▶ _Textauszug_:
******************************
Zuletzt geändert am 26.07.2011 @ 20:57

5.2.2011, aktualisiert 26.7.2011

Annecy 2018:

Am 13.1.2011 schrieb die Gemeindeverwaltung von Chamonix zusammen mit dem örtliche Sportclub und den Leitungen der Grundschulen folgenden Brief an die Eltern der Schüler von Chamonix:

„Sehr geehrte Damen und Herren,
im Rahmen der Bewerbung von Annecy 2018 wird anlässlich des Besuches der Evaluierungskommission eine Veranstaltung der Kinder des Chamonix-Tals stattfinden.
Das geschieht aus Respekt vor den Werten, die von der Bewerbungsgesellschaft vertreten werden (nachhaltige Entwicklung, Glaubwürdigkeit, Gastlichkeit und Kultur der Berge), für die wir uns in Partnerschaft mit unseren Kindern und der Zukunft engagieren.
******************************
▶ _Rohe Datensätze_:
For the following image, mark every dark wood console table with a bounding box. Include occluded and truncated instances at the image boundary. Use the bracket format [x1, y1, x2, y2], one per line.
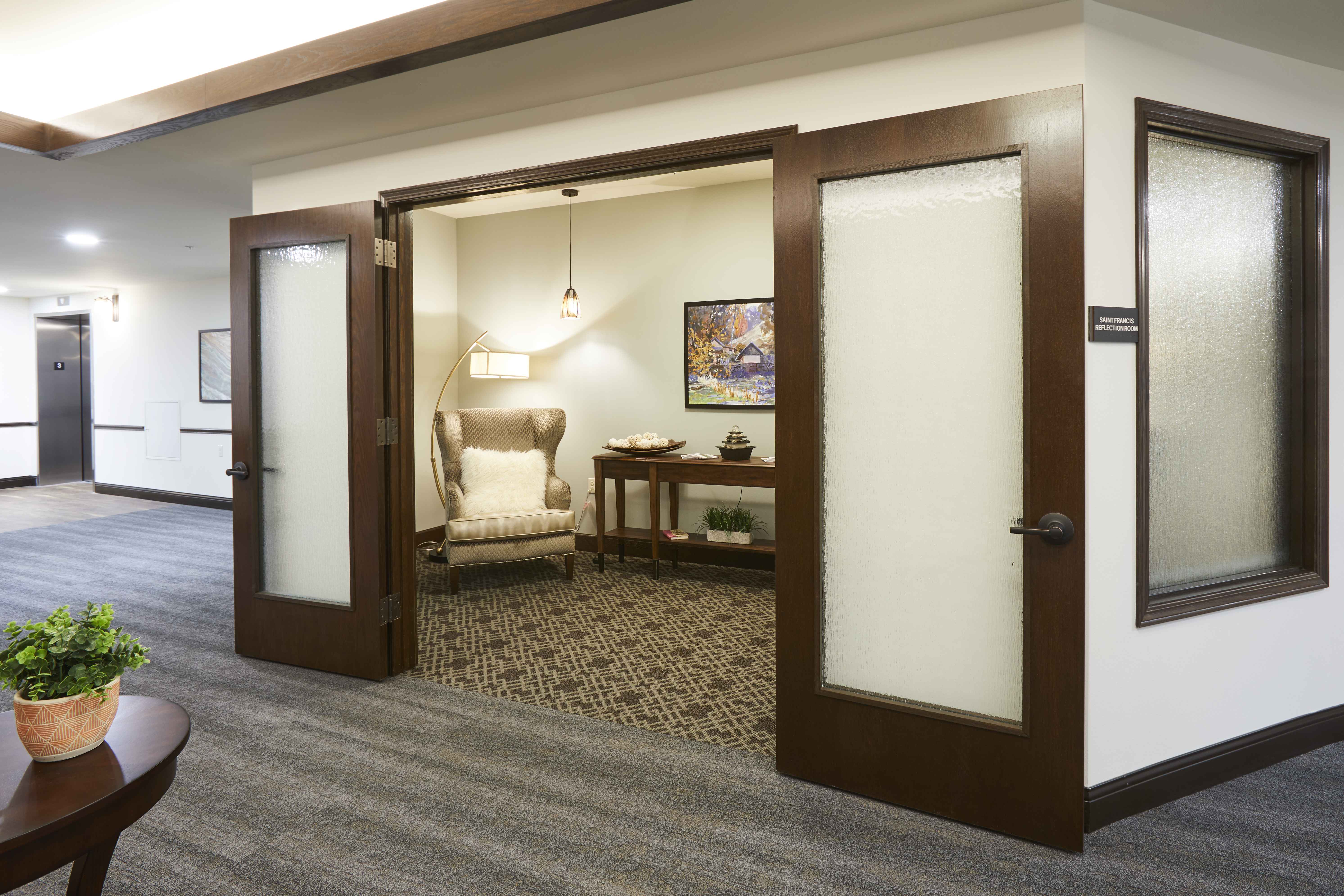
[0, 697, 191, 896]
[593, 454, 774, 579]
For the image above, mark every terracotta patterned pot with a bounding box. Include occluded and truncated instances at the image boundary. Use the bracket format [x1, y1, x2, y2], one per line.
[14, 676, 121, 762]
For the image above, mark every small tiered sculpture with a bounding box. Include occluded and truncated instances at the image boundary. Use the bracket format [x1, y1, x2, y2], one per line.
[719, 426, 755, 461]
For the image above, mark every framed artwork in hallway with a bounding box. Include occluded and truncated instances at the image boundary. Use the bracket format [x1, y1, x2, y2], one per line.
[199, 328, 232, 404]
[684, 298, 774, 411]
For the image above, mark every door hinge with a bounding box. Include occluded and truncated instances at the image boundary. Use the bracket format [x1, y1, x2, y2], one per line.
[378, 594, 402, 625]
[374, 238, 397, 267]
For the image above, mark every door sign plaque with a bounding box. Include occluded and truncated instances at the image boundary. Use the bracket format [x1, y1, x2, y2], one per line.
[1087, 305, 1138, 343]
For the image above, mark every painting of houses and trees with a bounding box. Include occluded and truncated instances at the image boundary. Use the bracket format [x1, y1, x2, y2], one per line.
[686, 298, 774, 411]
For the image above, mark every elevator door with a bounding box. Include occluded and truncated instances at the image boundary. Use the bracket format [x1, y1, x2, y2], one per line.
[36, 314, 93, 485]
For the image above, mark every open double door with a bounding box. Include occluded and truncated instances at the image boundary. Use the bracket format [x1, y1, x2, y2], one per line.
[232, 87, 1083, 849]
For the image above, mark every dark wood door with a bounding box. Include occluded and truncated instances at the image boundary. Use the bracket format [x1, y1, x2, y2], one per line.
[774, 87, 1086, 849]
[230, 201, 388, 680]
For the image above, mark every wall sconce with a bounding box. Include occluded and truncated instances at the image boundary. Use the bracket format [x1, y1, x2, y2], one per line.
[94, 293, 121, 322]
[560, 190, 582, 320]
[472, 347, 530, 380]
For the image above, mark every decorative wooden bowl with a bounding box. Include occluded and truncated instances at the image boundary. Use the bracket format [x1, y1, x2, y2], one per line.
[602, 439, 686, 457]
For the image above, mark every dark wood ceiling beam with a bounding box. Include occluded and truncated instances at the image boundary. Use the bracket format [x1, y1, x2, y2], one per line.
[0, 0, 686, 158]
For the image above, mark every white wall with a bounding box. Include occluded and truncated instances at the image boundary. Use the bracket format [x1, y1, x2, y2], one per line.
[1079, 3, 1344, 785]
[411, 211, 460, 532]
[0, 296, 38, 480]
[89, 278, 232, 497]
[253, 1, 1083, 214]
[451, 180, 774, 537]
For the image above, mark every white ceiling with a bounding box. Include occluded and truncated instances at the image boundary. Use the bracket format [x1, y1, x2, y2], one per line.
[0, 0, 1344, 296]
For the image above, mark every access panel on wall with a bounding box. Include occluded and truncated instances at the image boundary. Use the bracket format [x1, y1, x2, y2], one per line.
[774, 87, 1085, 849]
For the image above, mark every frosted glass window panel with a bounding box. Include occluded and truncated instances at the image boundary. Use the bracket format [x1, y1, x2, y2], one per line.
[821, 156, 1035, 723]
[253, 242, 351, 606]
[1148, 134, 1292, 588]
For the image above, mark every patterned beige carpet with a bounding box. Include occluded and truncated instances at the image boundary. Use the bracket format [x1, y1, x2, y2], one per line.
[410, 553, 774, 756]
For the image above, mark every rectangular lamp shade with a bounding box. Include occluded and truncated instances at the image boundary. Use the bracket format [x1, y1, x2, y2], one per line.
[472, 352, 530, 380]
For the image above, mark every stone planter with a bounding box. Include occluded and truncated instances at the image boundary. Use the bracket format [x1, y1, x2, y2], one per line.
[14, 676, 121, 762]
[706, 529, 751, 544]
******************************
▶ _Aufgabe_:
Bearbeiten Sie den Text zur Bewerbung Annecy 2018: Geben Sie ihn von „5.2.2011, aktualisiert 26.7.2011“ bis einschließlich „des Chamonix-Tals stattfinden.“ wieder und setzen Sie dabei „Stadtverwaltung“ anstelle von „Gemeindeverwaltung“.

▶ _Ergebnis_:
5.2.2011, aktualisiert 26.7.2011

Annecy 2018:

Am 13.1.2011 schrieb die Stadtverwaltung von Chamonix zusammen mit dem örtliche Sportclub und den Leitungen der Grundschulen folgenden Brief an die Eltern der Schüler von Chamonix:

„Sehr geehrte Damen und Herren,
im Rahmen der Bewerbung von Annecy 2018 wird anlässlich des Besuches der Evaluierungskommission eine Veranstaltung der Kinder des Chamonix-Tals stattfinden.